[Pointing dataset excerpts]
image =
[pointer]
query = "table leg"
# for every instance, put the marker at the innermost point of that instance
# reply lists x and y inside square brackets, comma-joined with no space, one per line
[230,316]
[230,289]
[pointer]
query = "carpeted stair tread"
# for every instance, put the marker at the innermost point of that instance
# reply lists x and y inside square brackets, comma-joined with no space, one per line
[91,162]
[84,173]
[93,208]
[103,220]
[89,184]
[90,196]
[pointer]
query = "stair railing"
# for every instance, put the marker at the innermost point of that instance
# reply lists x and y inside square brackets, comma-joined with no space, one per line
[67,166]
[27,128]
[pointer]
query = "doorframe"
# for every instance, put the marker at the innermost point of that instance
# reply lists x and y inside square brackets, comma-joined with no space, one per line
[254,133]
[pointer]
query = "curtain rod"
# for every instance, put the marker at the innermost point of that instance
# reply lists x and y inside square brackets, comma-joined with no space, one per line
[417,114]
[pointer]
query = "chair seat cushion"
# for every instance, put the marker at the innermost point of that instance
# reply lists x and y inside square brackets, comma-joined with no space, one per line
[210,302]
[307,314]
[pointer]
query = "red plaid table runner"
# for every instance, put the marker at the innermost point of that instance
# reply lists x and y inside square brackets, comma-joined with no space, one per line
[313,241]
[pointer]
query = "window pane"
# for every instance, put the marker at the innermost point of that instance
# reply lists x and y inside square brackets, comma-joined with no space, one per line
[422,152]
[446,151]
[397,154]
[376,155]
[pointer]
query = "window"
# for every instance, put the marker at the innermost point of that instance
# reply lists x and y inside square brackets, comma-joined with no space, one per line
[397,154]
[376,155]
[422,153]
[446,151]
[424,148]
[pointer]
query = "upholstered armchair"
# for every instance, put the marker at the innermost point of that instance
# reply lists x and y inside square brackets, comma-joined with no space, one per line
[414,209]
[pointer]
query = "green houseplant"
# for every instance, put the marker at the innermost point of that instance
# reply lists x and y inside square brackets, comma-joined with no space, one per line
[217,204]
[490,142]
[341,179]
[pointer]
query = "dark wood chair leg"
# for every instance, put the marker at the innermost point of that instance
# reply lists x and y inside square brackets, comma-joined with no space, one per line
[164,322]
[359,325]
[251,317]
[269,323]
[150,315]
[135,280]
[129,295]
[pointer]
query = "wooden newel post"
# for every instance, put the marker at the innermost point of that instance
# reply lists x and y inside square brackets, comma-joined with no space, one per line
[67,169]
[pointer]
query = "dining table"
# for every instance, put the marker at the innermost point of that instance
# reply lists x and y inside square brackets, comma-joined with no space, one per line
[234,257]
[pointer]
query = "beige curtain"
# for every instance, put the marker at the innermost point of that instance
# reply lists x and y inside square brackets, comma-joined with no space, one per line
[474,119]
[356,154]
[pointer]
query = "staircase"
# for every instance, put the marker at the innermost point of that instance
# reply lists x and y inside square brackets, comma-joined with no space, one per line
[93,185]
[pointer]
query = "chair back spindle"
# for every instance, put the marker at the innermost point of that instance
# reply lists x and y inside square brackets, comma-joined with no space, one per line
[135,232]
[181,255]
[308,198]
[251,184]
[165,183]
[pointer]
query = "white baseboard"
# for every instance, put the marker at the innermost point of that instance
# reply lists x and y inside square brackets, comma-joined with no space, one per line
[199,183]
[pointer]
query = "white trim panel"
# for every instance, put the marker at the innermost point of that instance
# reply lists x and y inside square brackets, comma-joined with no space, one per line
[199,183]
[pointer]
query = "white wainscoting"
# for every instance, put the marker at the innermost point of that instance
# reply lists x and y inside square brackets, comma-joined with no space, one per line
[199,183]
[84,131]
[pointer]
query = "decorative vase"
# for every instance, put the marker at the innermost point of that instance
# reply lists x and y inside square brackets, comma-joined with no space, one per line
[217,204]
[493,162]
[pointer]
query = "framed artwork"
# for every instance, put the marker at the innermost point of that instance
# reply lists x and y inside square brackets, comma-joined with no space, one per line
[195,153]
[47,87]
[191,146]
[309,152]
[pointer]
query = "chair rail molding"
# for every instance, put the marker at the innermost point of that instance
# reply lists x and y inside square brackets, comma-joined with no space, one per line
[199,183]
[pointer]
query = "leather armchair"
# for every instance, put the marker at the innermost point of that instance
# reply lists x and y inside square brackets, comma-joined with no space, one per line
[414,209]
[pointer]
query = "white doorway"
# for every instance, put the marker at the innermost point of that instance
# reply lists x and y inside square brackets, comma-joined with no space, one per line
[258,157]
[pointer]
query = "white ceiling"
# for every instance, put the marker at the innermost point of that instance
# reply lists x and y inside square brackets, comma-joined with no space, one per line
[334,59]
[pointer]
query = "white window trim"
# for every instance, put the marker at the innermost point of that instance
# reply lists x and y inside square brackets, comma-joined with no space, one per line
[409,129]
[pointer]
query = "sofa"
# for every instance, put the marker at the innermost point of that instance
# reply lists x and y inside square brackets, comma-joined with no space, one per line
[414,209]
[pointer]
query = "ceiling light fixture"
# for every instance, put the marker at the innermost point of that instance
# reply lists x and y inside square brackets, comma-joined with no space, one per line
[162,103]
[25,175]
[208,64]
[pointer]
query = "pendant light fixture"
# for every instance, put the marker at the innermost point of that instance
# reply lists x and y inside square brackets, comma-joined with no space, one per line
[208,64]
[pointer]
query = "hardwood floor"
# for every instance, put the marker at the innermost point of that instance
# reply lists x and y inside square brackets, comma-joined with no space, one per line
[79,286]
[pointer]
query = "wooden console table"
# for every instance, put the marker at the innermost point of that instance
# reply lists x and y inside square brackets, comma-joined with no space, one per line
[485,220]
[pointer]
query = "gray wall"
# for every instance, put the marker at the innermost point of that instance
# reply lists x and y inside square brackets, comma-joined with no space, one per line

Required work:
Copy out the data shown above without altering anything.

Result of this task:
image =
[pointer]
query = "table leg"
# for every instance, put the marker at the innermost point of that instance
# reply lists x and y inside square brackets, comma-joined with no space, one per line
[230,316]
[230,289]
[pointer]
query = "carpeted stair tread"
# for every instance, put the marker at the innermost point of that instance
# reply lists x and y inside square brackets, comma-joined with no space, one per line
[91,162]
[84,173]
[93,208]
[103,220]
[89,184]
[90,196]
[pointer]
query = "stair railing"
# for every instance, put the marker at the innermost point of that instance
# reply lists x and y inside square brackets, comma-joined with no space, one per line
[67,166]
[27,128]
[pointer]
query = "doorframe"
# for every instance, put the marker at the innermost point of that instance
# reply lists x and y inside square brackets, comma-joined with no space, one per line
[254,133]
[pointer]
query = "curtain rod"
# for every instance, put the marker at the innermost point of that instance
# reply lists x and y inside square brackets, comma-joined with no space, one per line
[417,114]
[pointer]
query = "chair seat cushion"
# for every instance, put the marker at the innermost point of that instance
# reply lists x and y inside square brackets, comma-joined with no space, one per line
[210,302]
[307,314]
[pointer]
query = "red plaid table runner"
# for every instance, put the marker at the innermost point of that instance
# reply lists x and y inside square brackets, comma-joined with no space, one per line
[313,241]
[pointer]
query = "window pane"
# for every instance, put the marker at the innermost point of that instance
# reply lists x and y inside square brackets, comma-joined with no space, one per line
[422,152]
[446,151]
[397,154]
[376,155]
[pointer]
query = "window"
# for every instance, put the marker at the innermost point of that instance
# reply lists x and y inside square brackets, comma-joined with no space, one per line
[397,154]
[376,155]
[422,153]
[446,151]
[424,148]
[pointer]
query = "upholstered armchair"
# for every instance, put the marker at the innermost point of that instance
# reply lists x and y inside square brackets, comma-joined with no space, one per line
[414,209]
[pointer]
query = "green houseplant"
# for every instance, put the marker at the innermost point of that instance
# reply lists x and y inside square brackets, comma-joined with no space, one per line
[217,204]
[490,142]
[341,179]
[pointer]
query = "dark wood chair leg"
# for every instance, put the marker at the innermost point of that instance
# reply lists x and y inside square brackets, comma-joined with no space, one per line
[164,322]
[359,325]
[251,317]
[269,323]
[150,315]
[135,280]
[129,295]
[pointer]
query = "wooden newel post"
# for every instance, put the marker at the innermost point of that instance
# reply lists x and y inside square brackets, comma-joined with no space, one per line
[67,169]
[pointer]
query = "dining table"
# for every instance, put the marker at the innermost point of that instance
# reply lists x and y inside square brackets, comma-joined with no space, one per line
[234,257]
[pointer]
query = "beige curtain"
# for every instance, put the marker at the innermost point of that instance
# reply lists x and y inside square brackets, comma-joined with no space, one per line
[474,119]
[356,154]
[pointer]
query = "staircase"
# for every instance, put the marker at the innermost point of that instance
# reply lists x and y inside square brackets, comma-joined with no space, one per line
[93,185]
[pointer]
query = "chair back spindle"
# for every instance, put the marker at the innermost point of that instance
# reply lists x and y inside square brackets, comma-joined with no space, one per line
[135,232]
[181,255]
[308,198]
[251,184]
[165,183]
[pointer]
query = "white baseboard"
# for every instance, put the marker at the innermost point of that instance
# reply lists x and y inside square brackets, comma-joined with no space, one per line
[199,183]
[pointer]
query = "white trim panel"
# for every instance, put the marker at the innermost point of that instance
# reply lists x and y inside square brackets, comma-joined with no space, one per line
[199,183]
[pointer]
query = "white wainscoting"
# for every instance, put the marker at the innermost point of that instance
# reply lists x and y inside square brackets, comma-joined with no space, one per line
[199,183]
[84,131]
[pointer]
query = "decorative vase"
# for every instance, put the marker at the innermost point of that instance
# reply lists x and y inside square brackets, comma-joined with no space, one per line
[217,204]
[493,162]
[pointer]
query = "framed artwork"
# for every instance, put the marker at the innermost point of that instance
# reply lists x and y inside square brackets, comma-joined with no space, one per line
[195,153]
[47,87]
[191,146]
[309,152]
[pointer]
query = "chair rail molding"
# for every instance, put the marker at the innermost point of that instance
# reply lists x and y inside square brackets, comma-joined with no space, one per line
[199,183]
[pointer]
query = "leather armchair"
# for every instance, put the marker at the innermost point of that instance
# reply lists x and y inside square brackets, comma-joined with no space, one per line
[414,209]
[pointer]
query = "white doorway"
# for every instance, put the marker at the innermost point of that instance
# reply lists x and y inside square brackets, comma-joined with no space, one per line
[258,157]
[pointer]
query = "white ceiling"
# for every instance, put the marker at the innermost point of that instance
# reply lists x and y inside square brackets, comma-joined with no space, one per line
[334,59]
[pointer]
query = "white window trim"
# for every instance, put the marker at the innermost point of that instance
# reply lists x and y inside square brackets, comma-joined with no space, one per line
[409,129]
[pointer]
query = "sofa"
# for every instance, put the marker at the innermost point of that instance
# reply lists x and y inside square brackets, comma-joined with no space, one per line
[414,209]
[pointer]
query = "ceiling light fixture"
# for every instance, put the marker at the innermost point of that instance
# reply lists x and y inside square brackets, comma-joined with no space, one per line
[162,103]
[25,175]
[208,64]
[pointer]
query = "pendant light fixture"
# for every instance, put the marker at the innermost point of that instance
# reply lists x and y inside square brackets, comma-joined with no space, one per line
[208,64]
[pointer]
query = "hardwood floor"
# for every instance, put the marker at the innermost point of that instance
# reply lists x and y inside square brackets, comma-joined with no space, one per line
[79,286]
[pointer]
query = "wooden console table"
# for every instance, put the marker at the innermost point of that instance
# reply lists x and y inside square brackets, comma-joined with no space, one per line
[485,220]
[pointer]
query = "gray wall"
# for every instance, put the marker at the innermost point of that instance
# reply lists x and y inside square brackets, comma-joined with no space, one per line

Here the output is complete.